Abone Ol

Aşkı dibine kadar yaşamayı severim!

Medyafaresi.com yazarı Anibal Güleroğlu, güzel oyuncu Melisa Toros ile konuştu. Bakın Melisa Toros neler anlattı?

Aşkı dibine kadar yaşamayı severim!

Yerli film sayısının gittikçe arttığı, buna karşılık en popüler komedi yüzlerinin dahi gişede ‘cüce’ kalarak hayal kırıklığı yaşayabildiği bir dönemde ‘cesur hamle’ olarak gördüğüm ‘İkimize Bir Dünya’ya dair konuşan güzel oyuncu hem 2016 Şubat’ında girecek filmine dair açıklamalarda bulundu, hem de her yönüyle kendisini anlattı bize.

DERİN ANLATIMA SAHİP BİR YAPIM

1-Merhabalar Melisa Hanım… Öncelikle içinde bulunduğunuz yeni projeden başlamak istiyorum sohbetimize… Yeşilçam’ın ustalarından Yılmaz Atadeniz’in jübile filmi, ‘İkimize Bir Dünya’nın kadrosundasınız… Sait Faik Abasıyanık’ın ilk romanı olan Medar-ı Maişet Motoru ya da diğer ismiyle Bir Takım İnsanlar’dan uyarlanan bir yapım. Oldukça maceralı bir öyküsü var bu romanın. Basılması problem olmuş, basıldıktan sonra Bakanlar Kurulu kararıyla toplatılmış. Romanın başına iş açan ayrıntıysa, karakterlerin rahat etmek için hapse girmeleri! Şimdi senaryoya dayanak olan romana bu kısa bakıştan sonra gelelim film haline… Size göre nasıl bir yapım oldu? Romanla filmi kıyaslayarak içerik hakkındaki görüşünüzü paylaşır mısınız? Yani bu film, konusuyla ses getirebilecek mi?

Ham kayıtlar:
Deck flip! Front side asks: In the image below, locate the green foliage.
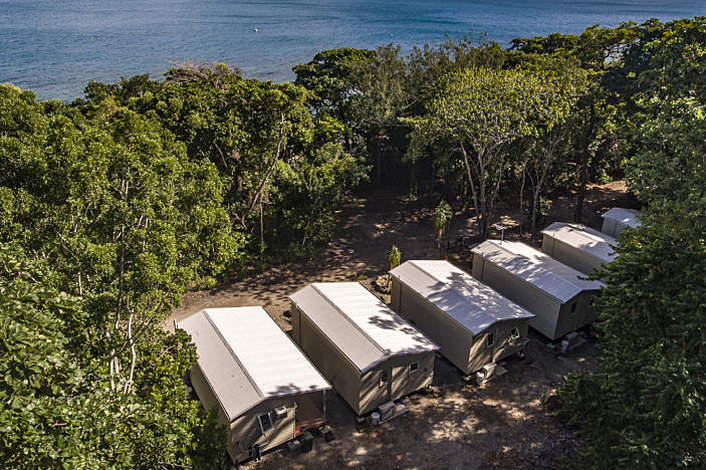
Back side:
[385,245,402,270]
[0,245,223,469]
[434,199,453,248]
[409,68,543,236]
[625,18,706,202]
[0,86,228,468]
[561,201,706,469]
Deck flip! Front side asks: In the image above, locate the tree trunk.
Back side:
[574,149,589,223]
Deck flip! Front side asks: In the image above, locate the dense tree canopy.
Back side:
[0,18,706,468]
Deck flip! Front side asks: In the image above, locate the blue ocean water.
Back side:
[0,0,706,100]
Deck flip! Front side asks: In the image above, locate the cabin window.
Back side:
[380,370,390,387]
[257,413,274,434]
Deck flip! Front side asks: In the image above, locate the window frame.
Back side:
[485,333,495,348]
[257,411,275,435]
[378,370,390,388]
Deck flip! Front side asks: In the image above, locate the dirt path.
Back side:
[173,182,631,469]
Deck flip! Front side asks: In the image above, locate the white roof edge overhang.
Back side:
[310,283,390,355]
[289,295,372,373]
[288,283,434,374]
[175,307,332,422]
[174,322,236,423]
[474,243,605,304]
[388,260,536,334]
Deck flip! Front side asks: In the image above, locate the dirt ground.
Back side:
[172,182,632,469]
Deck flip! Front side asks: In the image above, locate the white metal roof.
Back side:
[177,307,331,421]
[601,207,642,228]
[289,282,439,372]
[472,240,604,302]
[390,260,534,336]
[542,222,615,263]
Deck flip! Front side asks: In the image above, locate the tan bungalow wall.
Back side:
[292,305,434,415]
[601,219,627,238]
[392,277,472,373]
[190,365,295,462]
[358,351,434,414]
[226,396,296,461]
[189,364,228,424]
[552,290,600,339]
[392,277,529,374]
[466,318,529,374]
[471,255,563,340]
[542,235,602,274]
[292,304,360,414]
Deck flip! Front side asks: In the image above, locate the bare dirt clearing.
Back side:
[172,182,631,469]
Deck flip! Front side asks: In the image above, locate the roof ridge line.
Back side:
[400,260,532,336]
[203,309,269,406]
[311,282,390,356]
[488,240,584,294]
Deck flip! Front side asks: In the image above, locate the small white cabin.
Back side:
[177,307,331,463]
[601,207,642,238]
[471,240,604,340]
[542,222,616,274]
[289,282,439,415]
[390,260,534,374]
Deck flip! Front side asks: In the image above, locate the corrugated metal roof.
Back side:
[177,307,331,421]
[472,240,604,302]
[542,222,615,263]
[390,260,534,335]
[290,282,439,372]
[601,207,642,228]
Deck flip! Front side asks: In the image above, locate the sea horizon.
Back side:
[0,0,706,101]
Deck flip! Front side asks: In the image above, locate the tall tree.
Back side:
[410,68,542,237]
[560,201,706,469]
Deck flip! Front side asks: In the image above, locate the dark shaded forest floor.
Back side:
[172,182,631,469]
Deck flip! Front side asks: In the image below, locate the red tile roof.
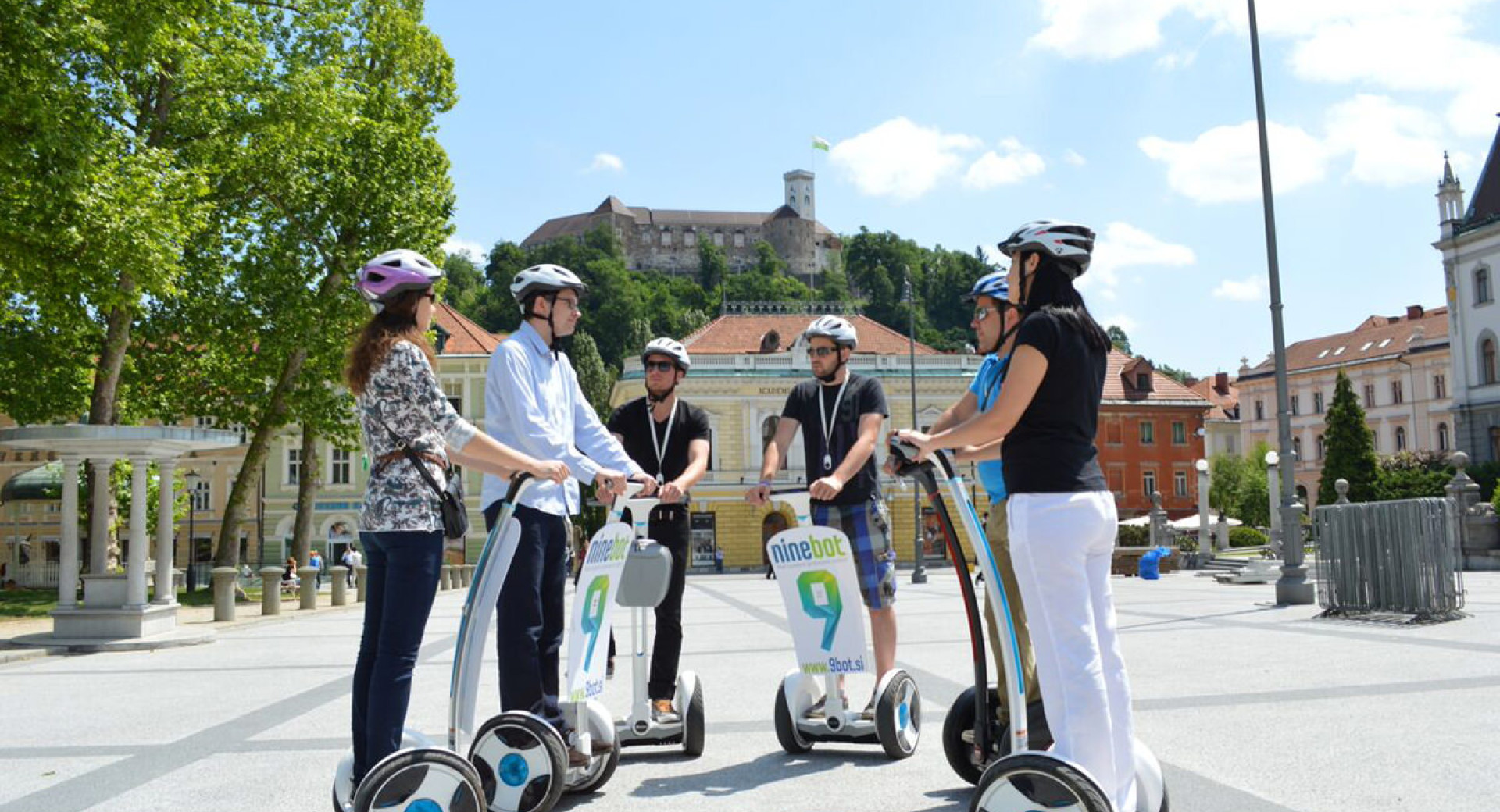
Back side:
[1239,305,1448,380]
[1102,349,1210,409]
[683,313,939,355]
[1188,373,1239,419]
[432,301,505,355]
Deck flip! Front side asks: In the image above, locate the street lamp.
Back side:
[1192,460,1213,559]
[1245,0,1312,605]
[902,274,927,584]
[183,471,202,592]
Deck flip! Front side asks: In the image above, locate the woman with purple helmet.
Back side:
[345,249,567,786]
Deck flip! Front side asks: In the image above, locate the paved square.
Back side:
[0,569,1500,812]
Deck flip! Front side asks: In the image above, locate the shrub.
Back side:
[1228,526,1267,547]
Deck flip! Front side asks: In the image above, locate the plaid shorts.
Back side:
[813,499,895,610]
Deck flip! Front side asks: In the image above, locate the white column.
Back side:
[152,460,177,605]
[124,455,152,607]
[88,457,116,575]
[57,455,83,608]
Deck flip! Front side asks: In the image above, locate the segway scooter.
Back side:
[609,483,706,757]
[333,473,567,812]
[890,442,1169,812]
[765,491,923,760]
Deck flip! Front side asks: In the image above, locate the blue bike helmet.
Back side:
[963,271,1011,301]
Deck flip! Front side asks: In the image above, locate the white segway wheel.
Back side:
[562,700,620,792]
[677,673,708,758]
[969,752,1113,812]
[1131,739,1167,812]
[354,747,484,812]
[874,671,923,760]
[776,682,813,755]
[470,711,567,812]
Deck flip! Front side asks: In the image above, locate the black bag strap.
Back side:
[370,409,447,500]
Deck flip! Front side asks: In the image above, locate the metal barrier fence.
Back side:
[1312,499,1464,623]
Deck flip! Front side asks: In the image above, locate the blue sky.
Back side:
[427,0,1500,375]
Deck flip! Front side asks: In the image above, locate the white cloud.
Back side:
[830,117,984,201]
[963,138,1047,189]
[1078,222,1198,301]
[1213,276,1270,301]
[1138,121,1329,202]
[585,153,626,173]
[442,237,489,262]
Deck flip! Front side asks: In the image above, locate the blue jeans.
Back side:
[351,530,442,782]
[484,502,569,735]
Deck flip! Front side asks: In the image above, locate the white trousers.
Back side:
[1006,491,1135,812]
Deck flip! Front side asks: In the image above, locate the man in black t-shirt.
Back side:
[608,339,709,722]
[745,316,895,714]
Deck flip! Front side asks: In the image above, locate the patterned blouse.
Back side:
[357,341,477,533]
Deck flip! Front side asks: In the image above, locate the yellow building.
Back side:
[605,305,988,569]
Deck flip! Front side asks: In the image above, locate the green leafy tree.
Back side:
[1317,370,1378,505]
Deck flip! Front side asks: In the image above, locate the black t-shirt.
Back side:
[1002,310,1109,493]
[781,372,891,505]
[608,397,711,483]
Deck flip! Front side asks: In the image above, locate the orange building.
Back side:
[1095,351,1213,518]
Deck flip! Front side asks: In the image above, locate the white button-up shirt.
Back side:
[480,322,642,515]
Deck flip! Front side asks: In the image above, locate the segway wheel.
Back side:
[942,686,1011,784]
[470,711,567,812]
[683,680,708,758]
[566,700,620,794]
[874,671,923,760]
[354,747,484,812]
[776,683,813,755]
[969,752,1113,812]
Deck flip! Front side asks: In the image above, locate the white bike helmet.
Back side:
[641,337,693,372]
[510,264,588,305]
[802,316,859,349]
[999,220,1094,279]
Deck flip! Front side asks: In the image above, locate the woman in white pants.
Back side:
[903,220,1135,812]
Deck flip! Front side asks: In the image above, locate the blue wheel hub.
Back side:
[498,753,531,786]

Alıştırma
Melisa Toros söyleşisinden "Medyafaresi.com yazarı Anibal" ifadesinden "kendisini anlattı bize." ifadesine kadar olan kısmı, iki ifade de dahil, hiç değiştirmeden yazın.

Tam Yanıt
Medyafaresi.com yazarı Anibal Güleroğlu, güzel oyuncu Melisa Toros ile konuştu. Bakın Melisa Toros neler anlattı?

Aşkı dibine kadar yaşamayı severim!

Yerli film sayısının gittikçe arttığı, buna karşılık en popüler komedi yüzlerinin dahi gişede ‘cüce’ kalarak hayal kırıklığı yaşayabildiği bir dönemde ‘cesur hamle’ olarak gördüğüm ‘İkimize Bir Dünya’ya dair konuşan güzel oyuncu hem 2016 Şubat’ında girecek filmine dair açıklamalarda bulundu, hem de her yönüyle kendisini anlattı bize.